■ Exercise brief ■
Rewrite the lines of the material below, changing every "fence along road" to "roadside fence" and leaving everything else as it is. Leave the pictures out of your answer.

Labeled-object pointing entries
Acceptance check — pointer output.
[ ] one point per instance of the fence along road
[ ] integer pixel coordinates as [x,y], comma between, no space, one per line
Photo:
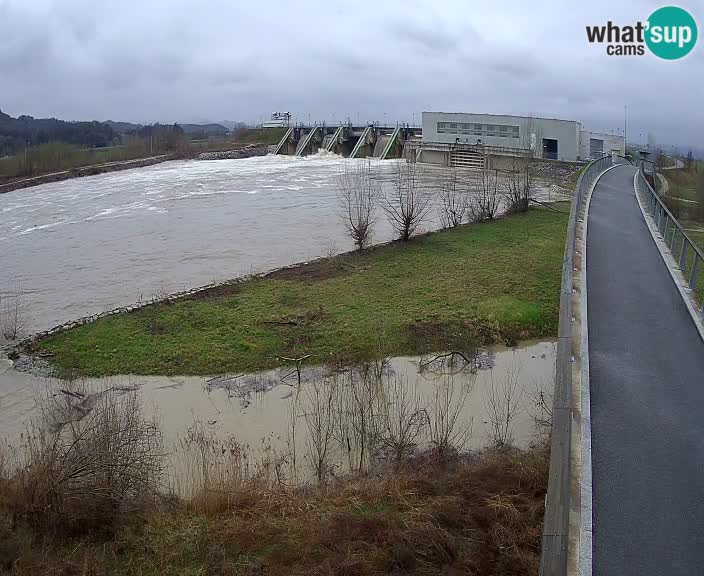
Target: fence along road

■ Exercise response ■
Acceptance check — pointer output.
[ ] one point per instance of the roadside fence
[ ] integer pixel coordinates as [x,y], comma between, no space, one per line
Photo:
Target: roadside fence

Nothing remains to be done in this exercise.